Start Source passage
It's a way to get in the last word or force your opponent into a trap. Either the last word is "if" in which case the truth value of the thing is left unresolved (meaning you either won or tied the argument) or the other side looks like jerks who aren't willing to let things go even after they've been apologized to and the matter should close. Ungracious jerkheaded bastards.
On top of that if it's of the form, "I'm sorry if anyone was X," it allows you to take a stab not just at the other side's argument, but at the other side as individuals. At this point you know that someone was X (hurt, offended, hit in the head with a baseball bat, robbed, wrongfully evicted, wrongfully convicted, wrongfully executed, inconvenienced, annoyed) otherwise you wouldn't be apologizing. So since you know that someone was/some people were, and you're still acting like it's unknown whether anyone was, you're not counting that someone/those people as part of anyone. You're not counting them as people. You are denying their personhood.
That's not accidental, by the way. If someone wanted to be honest and be respectful and not class those they're pretending to apologize to as subhuman non-persons they'd say, "I'm sorry for/to all who were Xed." Making it an if statement is to erase the other people, call into question the Xing, not actually apologize, reap the benefits of apologizing, and make anyone who takes issue with you being a total asshole by making it an if statement look like they're the jerk.
It's the easiest thing in the world to offer an actual apology or to say that you really are sorry. The non-apology "I'm not really sorry," form of, "I am/we are sorry if..." is a rhetorical trick to make multiple jabs at the opposition, cast basic facts into doubt (to your advantage) and gain the high ground by making any response seem like it's unseasonable instead of illuminating the fact that you're being unreasonable.
So to the exact phrasing used in the title, "We are very sorry if..." means:
- We're not sorry.
- We want to muddy the waters by confusing the facts of the case.
- Because it was an "if [...] anyone" case: those we're supposedly apologizing to don't count as real people.
- Anyone attempting to point out the sophistic bullshit we just pulled is the unreasonable one, not us.
It's a way to look like you're doing the right thing without actually doing it. It's a way to look like you're apologizing without apologizing. It's a way to attack your opponents without looking like you're doing it. It's a way to deny what are usually known facts under the guise of saying you're sorry. It's a way to position yourself to be defended against the repercussions of any of the shit you just pulled.
End Source passage
Start Material
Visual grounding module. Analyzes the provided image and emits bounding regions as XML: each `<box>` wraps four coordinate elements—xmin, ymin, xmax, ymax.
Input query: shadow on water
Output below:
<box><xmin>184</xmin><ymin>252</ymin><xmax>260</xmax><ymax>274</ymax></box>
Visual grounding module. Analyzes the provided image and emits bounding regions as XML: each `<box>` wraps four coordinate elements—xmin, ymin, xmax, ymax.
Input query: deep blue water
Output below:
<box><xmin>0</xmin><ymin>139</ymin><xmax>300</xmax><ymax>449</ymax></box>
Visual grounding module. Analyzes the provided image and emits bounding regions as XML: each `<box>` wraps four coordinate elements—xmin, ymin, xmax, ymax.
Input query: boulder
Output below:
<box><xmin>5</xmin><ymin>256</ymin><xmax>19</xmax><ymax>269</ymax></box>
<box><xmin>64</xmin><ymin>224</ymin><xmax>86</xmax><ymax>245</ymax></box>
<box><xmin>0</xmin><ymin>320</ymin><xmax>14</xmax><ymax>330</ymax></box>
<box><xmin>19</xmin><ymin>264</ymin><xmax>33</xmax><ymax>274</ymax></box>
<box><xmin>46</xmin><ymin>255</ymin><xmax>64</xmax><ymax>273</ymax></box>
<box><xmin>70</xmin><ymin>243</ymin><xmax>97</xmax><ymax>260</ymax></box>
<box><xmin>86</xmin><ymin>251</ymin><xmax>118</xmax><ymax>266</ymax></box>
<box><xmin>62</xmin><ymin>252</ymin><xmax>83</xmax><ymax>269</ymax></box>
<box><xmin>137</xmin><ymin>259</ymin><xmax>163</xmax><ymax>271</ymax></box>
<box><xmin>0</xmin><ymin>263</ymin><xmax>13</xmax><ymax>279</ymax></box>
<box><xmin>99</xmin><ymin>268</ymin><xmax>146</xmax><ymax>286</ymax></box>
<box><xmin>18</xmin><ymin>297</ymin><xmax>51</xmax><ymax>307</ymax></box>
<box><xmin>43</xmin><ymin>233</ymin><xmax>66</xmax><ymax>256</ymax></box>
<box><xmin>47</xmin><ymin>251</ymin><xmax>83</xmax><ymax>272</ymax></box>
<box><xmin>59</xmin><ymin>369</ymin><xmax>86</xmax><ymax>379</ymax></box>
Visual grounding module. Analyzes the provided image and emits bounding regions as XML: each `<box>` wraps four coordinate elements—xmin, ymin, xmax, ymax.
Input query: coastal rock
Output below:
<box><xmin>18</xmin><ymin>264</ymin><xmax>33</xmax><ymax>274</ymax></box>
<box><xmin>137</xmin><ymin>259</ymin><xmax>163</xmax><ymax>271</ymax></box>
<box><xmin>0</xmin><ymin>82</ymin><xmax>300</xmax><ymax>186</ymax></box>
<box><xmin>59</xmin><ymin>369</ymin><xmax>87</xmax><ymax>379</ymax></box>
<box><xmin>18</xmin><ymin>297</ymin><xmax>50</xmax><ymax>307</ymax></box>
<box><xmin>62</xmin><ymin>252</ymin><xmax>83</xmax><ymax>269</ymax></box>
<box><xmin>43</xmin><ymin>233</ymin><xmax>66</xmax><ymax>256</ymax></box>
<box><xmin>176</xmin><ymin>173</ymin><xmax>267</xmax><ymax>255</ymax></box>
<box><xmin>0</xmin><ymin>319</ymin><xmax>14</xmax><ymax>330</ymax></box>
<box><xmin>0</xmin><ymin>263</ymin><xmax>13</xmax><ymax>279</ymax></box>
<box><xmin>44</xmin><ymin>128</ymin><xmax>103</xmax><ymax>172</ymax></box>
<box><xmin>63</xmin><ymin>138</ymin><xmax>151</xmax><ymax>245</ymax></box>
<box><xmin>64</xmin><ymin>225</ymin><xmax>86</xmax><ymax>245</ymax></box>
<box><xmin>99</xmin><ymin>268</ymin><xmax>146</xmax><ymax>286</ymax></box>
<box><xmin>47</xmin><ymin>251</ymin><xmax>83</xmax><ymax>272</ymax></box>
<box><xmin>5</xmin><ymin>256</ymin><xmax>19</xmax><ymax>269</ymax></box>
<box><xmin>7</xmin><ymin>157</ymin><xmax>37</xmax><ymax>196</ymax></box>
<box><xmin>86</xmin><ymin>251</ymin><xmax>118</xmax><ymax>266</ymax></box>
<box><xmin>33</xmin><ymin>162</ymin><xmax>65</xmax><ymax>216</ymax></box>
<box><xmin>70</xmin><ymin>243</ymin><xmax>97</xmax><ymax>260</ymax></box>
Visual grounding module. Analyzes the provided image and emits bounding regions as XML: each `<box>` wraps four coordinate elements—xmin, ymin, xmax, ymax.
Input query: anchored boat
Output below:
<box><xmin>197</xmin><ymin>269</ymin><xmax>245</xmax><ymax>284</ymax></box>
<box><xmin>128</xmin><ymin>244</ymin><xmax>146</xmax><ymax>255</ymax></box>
End Material
Tasks to perform.
A - Revise the passage on non-apologies from "It's a way to get" up to and including "Ungracious jerkheaded bastards.", putting "rival" in place of "opponent".
B - Pull out each line of the records that includes the string "Input".
The records and the passage on non-apologies come from unrelated sources.

Correct answers.
A -
It's a way to get in the last word or force your rival into a trap. Either the last word is "if" in which case the truth value of the thing is left unresolved (meaning you either won or tied the argument) or the other side looks like jerks who aren't willing to let things go even after they've been apologized to and the matter should close. Ungracious jerkheaded bastards.

B -
Input query: shadow on water
Input query: deep blue water
Input query: boulder
Input query: coastal rock
Input query: anchored boat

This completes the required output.